▸ SHORT EXERCISE 1:
Extract the Gaussian Naive Bayes excerpt below and reproduce it word for word, in full.

▸ SOURCE PASSAGE:
[Start]

More tree models: Python Data Science Handbook

Gaussian Naive Bayes¶

Data from each label is drawn from a simple Gaussian distribution

In [25]:

from sklearn.datasets import make_blobs
X, y = make_blobs(100, 2, centers=2, random_state=2, cluster_std=1.5)
plt.scatter(X[:, 0], X[:, 1], c=y, s=50, cmap='RdBu');

In [27]:

from sklearn.naive_bayes import GaussianNB
model = GaussianNB()
model.fit(X, y);

In [28]:

rng = np.random.RandomState(0)
Xnew = [-6, -14] + [14, 18] * rng.rand(2000, 2)
ynew = model.predict(Xnew)

In [29]:

plt.scatter(X[:, 0], X[:, 1], c=y, s=50, cmap='RdBu')
lim = plt.axis()

[End]

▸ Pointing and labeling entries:

[Start]

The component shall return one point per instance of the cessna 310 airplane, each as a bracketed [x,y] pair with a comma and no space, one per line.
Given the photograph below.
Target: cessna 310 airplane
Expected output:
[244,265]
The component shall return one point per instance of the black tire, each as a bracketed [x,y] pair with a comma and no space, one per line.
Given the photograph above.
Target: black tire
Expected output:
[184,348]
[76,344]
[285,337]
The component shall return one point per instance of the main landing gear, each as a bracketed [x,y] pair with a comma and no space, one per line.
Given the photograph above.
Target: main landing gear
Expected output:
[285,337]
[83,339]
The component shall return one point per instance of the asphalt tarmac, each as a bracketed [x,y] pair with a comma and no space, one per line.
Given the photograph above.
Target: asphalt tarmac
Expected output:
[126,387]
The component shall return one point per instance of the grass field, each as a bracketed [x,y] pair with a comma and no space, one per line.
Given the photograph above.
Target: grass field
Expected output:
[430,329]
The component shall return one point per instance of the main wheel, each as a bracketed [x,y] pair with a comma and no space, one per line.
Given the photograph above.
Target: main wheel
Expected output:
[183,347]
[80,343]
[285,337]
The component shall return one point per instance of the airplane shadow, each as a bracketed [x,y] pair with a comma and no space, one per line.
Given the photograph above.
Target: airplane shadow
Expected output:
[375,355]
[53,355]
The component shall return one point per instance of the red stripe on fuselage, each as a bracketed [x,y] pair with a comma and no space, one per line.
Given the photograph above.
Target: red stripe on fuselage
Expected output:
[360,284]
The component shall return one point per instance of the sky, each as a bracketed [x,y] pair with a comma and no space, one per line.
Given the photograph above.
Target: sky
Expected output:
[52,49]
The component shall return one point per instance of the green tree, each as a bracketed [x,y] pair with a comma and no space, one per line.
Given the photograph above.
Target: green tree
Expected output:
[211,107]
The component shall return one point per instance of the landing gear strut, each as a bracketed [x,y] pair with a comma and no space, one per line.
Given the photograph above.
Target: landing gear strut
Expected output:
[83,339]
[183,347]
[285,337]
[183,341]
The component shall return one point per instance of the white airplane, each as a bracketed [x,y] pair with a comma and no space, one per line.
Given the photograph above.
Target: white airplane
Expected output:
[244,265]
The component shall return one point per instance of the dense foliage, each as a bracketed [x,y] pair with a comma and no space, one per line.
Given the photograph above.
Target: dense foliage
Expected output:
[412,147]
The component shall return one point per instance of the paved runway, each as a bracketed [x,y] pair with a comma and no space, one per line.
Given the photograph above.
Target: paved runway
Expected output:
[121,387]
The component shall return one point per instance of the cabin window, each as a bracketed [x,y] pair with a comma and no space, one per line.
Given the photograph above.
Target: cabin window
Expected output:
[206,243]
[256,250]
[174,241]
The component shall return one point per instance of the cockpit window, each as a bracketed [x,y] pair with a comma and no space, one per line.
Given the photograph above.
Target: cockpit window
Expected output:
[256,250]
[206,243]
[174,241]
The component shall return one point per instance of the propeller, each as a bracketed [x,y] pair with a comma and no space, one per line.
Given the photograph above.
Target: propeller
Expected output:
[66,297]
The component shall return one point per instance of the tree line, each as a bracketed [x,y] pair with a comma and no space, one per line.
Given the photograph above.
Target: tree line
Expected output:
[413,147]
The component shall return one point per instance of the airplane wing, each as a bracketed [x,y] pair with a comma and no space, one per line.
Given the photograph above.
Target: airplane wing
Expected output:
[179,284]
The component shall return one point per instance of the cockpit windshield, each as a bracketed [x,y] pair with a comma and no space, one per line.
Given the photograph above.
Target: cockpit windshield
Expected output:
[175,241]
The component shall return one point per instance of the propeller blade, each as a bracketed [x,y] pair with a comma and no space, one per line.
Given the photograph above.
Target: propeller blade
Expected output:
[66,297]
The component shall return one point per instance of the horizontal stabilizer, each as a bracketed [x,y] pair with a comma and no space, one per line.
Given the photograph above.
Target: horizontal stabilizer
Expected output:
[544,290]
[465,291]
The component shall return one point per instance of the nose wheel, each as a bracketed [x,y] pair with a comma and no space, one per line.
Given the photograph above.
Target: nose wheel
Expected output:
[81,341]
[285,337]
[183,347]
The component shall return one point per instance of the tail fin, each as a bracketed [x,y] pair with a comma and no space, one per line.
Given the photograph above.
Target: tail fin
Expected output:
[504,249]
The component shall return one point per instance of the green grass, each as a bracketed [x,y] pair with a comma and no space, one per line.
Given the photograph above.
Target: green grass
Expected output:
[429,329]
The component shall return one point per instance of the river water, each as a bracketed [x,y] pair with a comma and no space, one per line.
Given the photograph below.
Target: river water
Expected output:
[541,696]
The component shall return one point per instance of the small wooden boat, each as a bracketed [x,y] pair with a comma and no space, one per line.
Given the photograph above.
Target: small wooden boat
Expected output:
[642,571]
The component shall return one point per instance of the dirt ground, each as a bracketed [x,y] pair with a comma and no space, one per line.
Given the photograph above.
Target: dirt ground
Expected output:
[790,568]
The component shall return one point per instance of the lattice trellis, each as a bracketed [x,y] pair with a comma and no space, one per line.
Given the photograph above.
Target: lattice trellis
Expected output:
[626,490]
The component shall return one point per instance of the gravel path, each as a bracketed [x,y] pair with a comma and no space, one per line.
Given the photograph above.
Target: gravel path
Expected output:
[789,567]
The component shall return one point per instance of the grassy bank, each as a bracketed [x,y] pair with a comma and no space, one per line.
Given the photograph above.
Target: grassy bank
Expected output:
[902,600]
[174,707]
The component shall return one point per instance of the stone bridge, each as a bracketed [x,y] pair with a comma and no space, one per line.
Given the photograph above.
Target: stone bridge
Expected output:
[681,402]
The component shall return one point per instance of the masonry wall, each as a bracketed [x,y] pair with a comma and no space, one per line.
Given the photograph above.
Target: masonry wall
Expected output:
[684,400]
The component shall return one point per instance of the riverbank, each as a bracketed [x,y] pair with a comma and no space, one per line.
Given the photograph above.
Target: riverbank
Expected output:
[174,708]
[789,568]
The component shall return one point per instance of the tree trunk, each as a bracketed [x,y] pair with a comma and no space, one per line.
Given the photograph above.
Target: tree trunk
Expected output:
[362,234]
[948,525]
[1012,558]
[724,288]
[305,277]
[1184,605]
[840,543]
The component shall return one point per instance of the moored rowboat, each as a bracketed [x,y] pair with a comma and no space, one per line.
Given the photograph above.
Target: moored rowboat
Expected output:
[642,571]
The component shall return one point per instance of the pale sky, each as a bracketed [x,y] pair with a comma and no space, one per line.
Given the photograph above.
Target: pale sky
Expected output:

[End]

▸ SHORT EXERCISE 2:
Count the lines in the entries above that contain the word "pale", and reply with the number alone.

▸ EXERCISE SOLUTION 1:
More tree models: Python Data Science Handbook

Gaussian Naive Bayes¶

Data from each label is drawn from a simple Gaussian distribution

In [25]:

from sklearn.datasets import make_blobs
X, y = make_blobs(100, 2, centers=2, random_state=2, cluster_std=1.5)
plt.scatter(X[:, 0], X[:, 1], c=y, s=50, cmap='RdBu');

In [27]:

from sklearn.naive_bayes import GaussianNB
model = GaussianNB()
model.fit(X, y);

In [28]:

rng = np.random.RandomState(0)
Xnew = [-6, -14] + [14, 18] * rng.rand(2000, 2)
ynew = model.predict(Xnew)

In [29]:

plt.scatter(X[:, 0], X[:, 1], c=y, s=50, cmap='RdBu')
lim = plt.axis()

▸ EXERCISE SOLUTION 2:
2